─── Extrait fourni

2.1.2. Dans le cas présent, D1 n'est pas en mesure d'antérioriser l'objet de la revendication 1 car aucune indication quant au sens du torsadage n'est donnée dans la description de ce brevet antérieur et les dessins censés illustrer la description sont trop schématiques pour que le lecteur puisse se faire une opinion sur le sujet. Par ailleurs, malgré que le torsadage de l'âme de la brosse représentée sur la figure 5 de D1 semble "à gauche", cette brosse est présentée dans la description comme une brosse "classique" (voir D1 : colonne 4, ligne 8) autrement dit des brosses ayant une grande densité de poils relativement souples, et selon les constatations des parties que seulement des torsadages à droite existent sur le marché - normalement torsadée "à droite", ce qui rend la divulgation ambiguë.
En outre, malgré que le torsadage de l'âme des brosses représentées sur les figures 5 à 7 semblent être "à gauche", les nappes hélicoïdales des poils sont représentées descendantes de gauche à droite, ce qui est contradictoire avec un torsadage "à gauche" et rend encore plus confus l'enseignement de D1 sur ce point.
En conséquence, la Chambre considère que l'enseignement du torsadage à gauche de l'âme d'une brosse ne dérive pas "directement et sans aucune équivoque" de l'état de la technique divulgué par D1.
2.1.3. En ce qui concerne D2, il ne peut être nié que, sur les figures 7, 8 et 9 l'âme des brosses est représentée sous la forme d'une torsade à gauche de deux fils et que ladite torsade se termine à son extrémité libre par deux cercles juxtaposés recouverts de hachures croisées.
Selon les conventions de dessin industriel, un hachurage indique une vue "en coupe" et non pas une vue "en bout" de l'extrémité de la torsade qui serait représentée par deux cercles vides, sans hachures. Or, si l'on admet que les extrémités des deux branches de la torsade sont vues "en coupe", cela signifie qu'elles ne se terminent pas par ces sections hachurées mais se prolongent vers l'avant du plan de la figure par une partie non représentée dont la forme ne peut être que supposée et, par conséquent, n'est pas certaine, d'autant plus que dans le domaine concerné l'utilisation de deux fils séparés est connue (EP-A-250 680: page 5, lignes 5 à 9).

──────

Prolongez l'extrait sur le sens du torsadage de l'âme des brosses en reprenant juste après sa dernière phrase. La liste qui suit provient d'une autre source que l'extrait.

─── Données sources

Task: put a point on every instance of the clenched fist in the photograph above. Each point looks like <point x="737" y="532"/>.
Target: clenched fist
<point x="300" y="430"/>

──────

### Production attendue:
En outre, les figures 7, 8 et 9 de D2 représentent des poils de brosse disposés de manière désordonnée qui ne forment pas de "nappes hélicoïdales montant de gauche à droite" comme revendiqué dans la revendication 1 et la Chambre ne peut accepter l'argument de la requérante selon lequel la formation de ces nappes résulterait nécessairement du torsadage de l'âme. En effet, même si, comme suggéré par la requérante, l'aspect désordonné des poils représentés dans D2 peut effectivement provenir de la schématisation qui en est faite, il n'est pas permis pour autant de conclure à une formation nécessaire et automatique des nappes de poils car une telle formation dépend de nombreux facteurs tels que, par exemple, la raideur des poils, la forme de leur section (pleine ou creuse, cylindrique ou en U, etc...) et leur nombre par spire, autant de paramètres que D2 ne décrit pas.
En l'absence d'autres informations, l'objet de la revendication 1 doit donc aussi être considéré comme nouveau vis-à-vis de D2.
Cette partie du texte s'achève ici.